## 指示
1. 孤島の病院を描いた映画の紹介文によると、レイチェル・ソランドの病室に残されていた紙切れには何と走り書きされていたか。
2. 孤島の病院を描いた映画の紹介文を、最後の文の後から引き継いで書き進めること。

## 課題文
———

連邦保安官テディ・ダニエルズは、相棒チャックと共にシャッターアイランドと呼ばれる孤島を訪れた。そこは島全体が、犯罪を犯した精神病患者を収容する病院になっている。テディがそこを訪れた理由は、警戒厳重なこの病院からひとりの女性患者が行方不明になったためだ。3人の我が子を殺した罪で島に送られたレイチェル・ソランドは、厳重な監視の目をかいくぐって鍵のかかった病室を抜け出し姿を消してしまった。病室に残されていた1枚の紙切れには「67は誰?」と走り書き。意味はまったく不明だ。テディは収容されている他の患者たちから事情聴取を始める。しかしその時、事件とはまったく無関係な質問をひとつ加えて相棒チャックを困惑させる。「アンドルー・レディースを知らないか?」。じつはこれこそ、テディが島を訪れた本当の目的。放火常習者だったレディースに自宅アパートに火をつけられ、テディの妻は殺された。その犯人であるレディースが今この島に収容され、「心に病を持つ気の毒な患者」としてぬくぬくと安楽に暮らしているのだ。
『ギャング・オブ・ニューヨーク』や『アビエイター』『ディパーテッド』に続く、マーティン・スコセッシ監督とレオナルド・ディカプリオのコンビ作第4弾。かつてはスコセッシの映画の看板役者と言えばデ・ニーロだったが、最近はディカプリオがスコセッシ映画の「顔」になっている。監督と俳優の関係が固定化することは、互いの才能や可能性を隅々まで掘り尽くすという意味でメリットがある。スコセッシはデ・ニーロなしに今のような大監督にはなれなかっただろうし、デ・ニーロだってスコセッシなしで今のような高い評価は得られなかったと思う。ふたりの関係は黒澤明と三船敏郎の関係に似ているかもしれない。黒澤は三船の後に仲代達矢と組んで「老境」に向かったが、スコセッシはディカプリオという若い相手と組んで新境地を目指すのだ。

———

## 表示された行
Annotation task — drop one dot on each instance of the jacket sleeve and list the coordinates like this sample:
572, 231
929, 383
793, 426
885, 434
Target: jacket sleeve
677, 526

———

## 設問別の解答
1. 「67は誰?」

2.
映画はミステリーというより心理サスペンス。高所恐怖症的なシーンが何度も出てくるが、これはヒッチコックの『めまい』をだいぶ意識しているようだ。ディカプリオはスコセッシに薦められて『めまい』を観たという。物語の舞台設定が1950年代になっていることもあって、この映画のムードはヒッチコックの描く世界とだいぶ似通ってくる。しかしその世界観はヒッチコックよりずっと病んでいるし、映像表現もより直接的なものになっている。ヒッチコックの時代には精神病をこの映画のように描くことはできなかったし、この映画の主人公のような人物を主役にすることもできなかった。ハリウッドの倫理コードという制約があったからだ。
ミステリー部分については途中で何となく結末の察しがつくのだが、これはそうした謎解きよりもムードを楽しむ映画。主人公の最後の台詞に唸るが、この後味の苦さは『ミスティック・リバー』のデニス・ルヘインの原作が持つものか。